== STATED GOAL ==
Copy everything in the material below from the line containing "Box any sign you see." down to the line containing "56,89,85,110", swapping "sign" for "street sign" and leaving all else as it is. Leave the pictures out of your copy.

— BEGIN DATA RECORDS —

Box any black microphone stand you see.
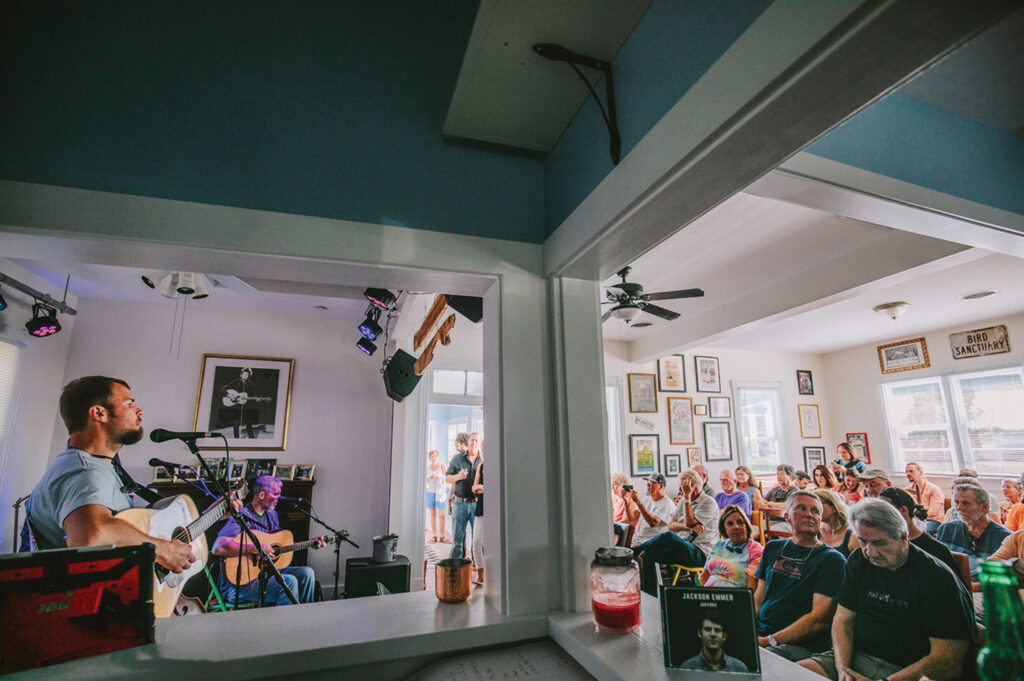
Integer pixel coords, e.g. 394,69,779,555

— END DATA RECORDS —
— BEGIN DATA RECORDS —

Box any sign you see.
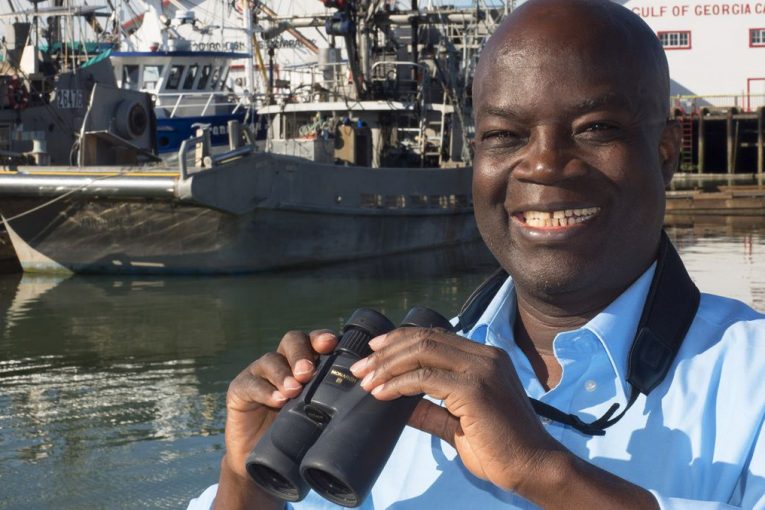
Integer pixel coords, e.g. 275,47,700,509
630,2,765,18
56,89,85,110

— END DATA RECORDS —

== OUTPUT FOR THIS TASK ==
Box any street sign you see.
Integer pixel coords, e.g. 275,47,700,509
630,2,765,18
56,89,85,110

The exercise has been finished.